Malawi Anti-Corruption Body to Release Passport after Muluzi Signs Bond
By Peter Clottey 02 July 2009
Malawi's
Anti-Corruption Bureau (ACB) says former President Bakili Muluzi's passport can
be returned after he signs a $13 million bond. The ACB said the bond would
ensure that Muluzi returns to face graft charges after his scheduled medical
trip to the United Kingdom.
Former Malawian President Bakili Muluzi.
The anti-corruption body seized Muluzi's passport
claiming it had information that the former president would not return to face
corruption charges.
Muluzi is facing corruption charges after being accused of
diverting donor funds into his personal account, charges he denies.
ACB
chairman Alex Nampota told VOA that Muluzi's properties
would not be confiscated if he returns after his medical trip.
"If
he (Muluzi) comes back, then there is no problem. But in the event he doesn't
come back, all the properties which are a subject of a seizure warrant which we
obtained get vested in the government and get sold to make good the $13 million
dollars," said Nampota.
He described as suspicious
the former president's challenge of the bond.
"Now, he is resisting in the
court to say he doesn't want to execute the bond. And we are wondering, if he is coming back,
why the resistance? So, this also gives us the impression that probably there is
something amiss about this trip that is making it difficult for him to execute
a bond," he said.
Nampota said the ACB is not
to blame for the delay in Muluzi's scheduled medical trip.
"We want to give him his
passport as soon as possible. All he does is [sign] a bond. We wondered where the urgency of the
(Muluzi's medical) trip had gone suddenly," Nampota said.
But supporters of the former president
said they are unhappy by what they describe as the ill-treatment meted out to
Muluzi.
"We
are in an extreme sense very saddened and we feel sorry about it," said
Humphrey Mvula, director of research of Muluzi's opposition United Democratic
Party (UDF).
Malawi's President Bingu wa Mutharika fell out with his predecessor.

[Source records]
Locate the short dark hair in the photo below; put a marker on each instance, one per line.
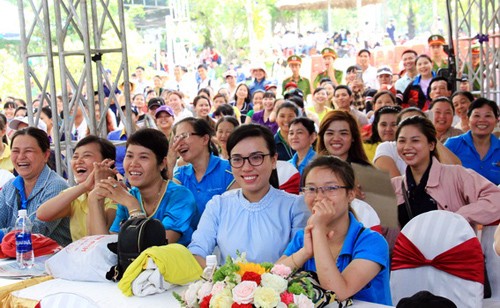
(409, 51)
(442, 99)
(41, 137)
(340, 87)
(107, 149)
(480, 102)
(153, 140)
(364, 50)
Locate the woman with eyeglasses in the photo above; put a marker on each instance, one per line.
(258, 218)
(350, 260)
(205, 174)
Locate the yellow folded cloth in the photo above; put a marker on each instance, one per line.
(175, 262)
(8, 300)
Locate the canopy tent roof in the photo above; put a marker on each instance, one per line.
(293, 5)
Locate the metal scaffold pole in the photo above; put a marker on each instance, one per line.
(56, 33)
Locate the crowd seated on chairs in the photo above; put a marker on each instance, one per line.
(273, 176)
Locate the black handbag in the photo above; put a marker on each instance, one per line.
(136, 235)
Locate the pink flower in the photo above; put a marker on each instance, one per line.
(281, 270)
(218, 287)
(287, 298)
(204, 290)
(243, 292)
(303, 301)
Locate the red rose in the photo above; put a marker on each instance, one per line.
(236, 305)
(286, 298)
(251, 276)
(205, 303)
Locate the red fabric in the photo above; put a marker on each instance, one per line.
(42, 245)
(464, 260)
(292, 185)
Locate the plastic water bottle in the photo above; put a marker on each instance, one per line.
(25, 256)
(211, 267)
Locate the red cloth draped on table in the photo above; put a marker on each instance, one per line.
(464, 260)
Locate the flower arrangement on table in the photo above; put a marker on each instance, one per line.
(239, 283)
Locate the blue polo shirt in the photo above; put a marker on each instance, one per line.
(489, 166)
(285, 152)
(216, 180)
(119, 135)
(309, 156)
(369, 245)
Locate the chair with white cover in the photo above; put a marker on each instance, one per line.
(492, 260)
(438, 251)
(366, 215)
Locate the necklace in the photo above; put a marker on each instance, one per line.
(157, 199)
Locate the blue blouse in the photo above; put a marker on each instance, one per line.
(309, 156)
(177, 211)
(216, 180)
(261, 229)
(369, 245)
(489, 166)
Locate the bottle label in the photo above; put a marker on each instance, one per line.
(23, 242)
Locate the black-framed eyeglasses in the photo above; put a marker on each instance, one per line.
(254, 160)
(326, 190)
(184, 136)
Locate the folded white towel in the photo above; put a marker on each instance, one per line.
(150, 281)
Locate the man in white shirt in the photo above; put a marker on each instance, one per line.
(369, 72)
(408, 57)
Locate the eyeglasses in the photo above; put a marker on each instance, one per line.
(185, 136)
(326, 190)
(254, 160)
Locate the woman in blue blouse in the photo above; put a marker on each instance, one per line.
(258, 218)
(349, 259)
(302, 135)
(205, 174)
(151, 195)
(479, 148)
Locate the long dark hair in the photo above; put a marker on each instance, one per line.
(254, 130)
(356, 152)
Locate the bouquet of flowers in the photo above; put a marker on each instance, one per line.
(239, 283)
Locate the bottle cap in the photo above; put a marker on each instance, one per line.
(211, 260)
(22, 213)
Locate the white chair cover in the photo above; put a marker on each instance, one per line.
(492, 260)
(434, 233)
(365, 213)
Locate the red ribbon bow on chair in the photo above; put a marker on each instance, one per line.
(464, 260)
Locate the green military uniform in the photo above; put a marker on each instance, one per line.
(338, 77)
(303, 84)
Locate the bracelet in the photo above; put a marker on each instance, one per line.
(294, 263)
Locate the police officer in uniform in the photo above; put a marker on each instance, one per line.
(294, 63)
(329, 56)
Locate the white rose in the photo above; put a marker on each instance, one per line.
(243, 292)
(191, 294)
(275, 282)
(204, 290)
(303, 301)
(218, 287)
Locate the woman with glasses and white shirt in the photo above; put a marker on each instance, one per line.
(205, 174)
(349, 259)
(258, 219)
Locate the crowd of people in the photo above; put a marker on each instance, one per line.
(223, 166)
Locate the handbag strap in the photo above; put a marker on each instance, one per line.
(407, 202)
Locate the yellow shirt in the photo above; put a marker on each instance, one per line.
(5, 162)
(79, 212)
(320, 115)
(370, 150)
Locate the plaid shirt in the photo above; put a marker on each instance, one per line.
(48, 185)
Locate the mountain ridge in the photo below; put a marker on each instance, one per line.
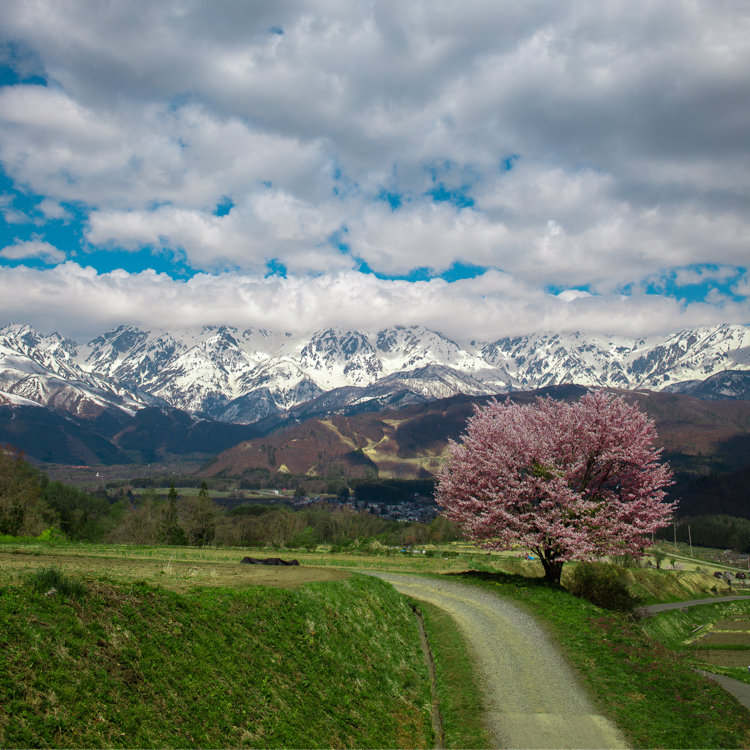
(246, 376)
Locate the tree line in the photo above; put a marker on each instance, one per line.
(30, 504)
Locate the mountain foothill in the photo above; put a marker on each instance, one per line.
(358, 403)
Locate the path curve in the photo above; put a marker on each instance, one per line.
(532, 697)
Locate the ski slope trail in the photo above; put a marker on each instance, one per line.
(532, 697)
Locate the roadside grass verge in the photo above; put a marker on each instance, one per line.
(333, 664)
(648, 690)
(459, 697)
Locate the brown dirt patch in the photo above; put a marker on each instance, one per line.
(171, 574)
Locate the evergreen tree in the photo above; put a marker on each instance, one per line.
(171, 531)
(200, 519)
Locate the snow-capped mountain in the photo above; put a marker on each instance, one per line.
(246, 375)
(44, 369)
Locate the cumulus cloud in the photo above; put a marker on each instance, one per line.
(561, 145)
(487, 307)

Problem statement: Return the passage of the Muluzi passport article from "Malawi Anti-Corruption Body" to "corruption charges.", copied word for word.

Response box:
Malawi Anti-Corruption Body to Release Passport after Muluzi Signs Bond
By Peter Clottey 02 July 2009
Malawi's
Anti-Corruption Bureau (ACB) says former President Bakili Muluzi's passport can
be returned after he signs a $13 million bond. The ACB said the bond would
ensure that Muluzi returns to face graft charges after his scheduled medical
trip to the United Kingdom.
Former Malawian President Bakili Muluzi.
The anti-corruption body seized Muluzi's passport
claiming it had information that the former president would not return to face
corruption charges.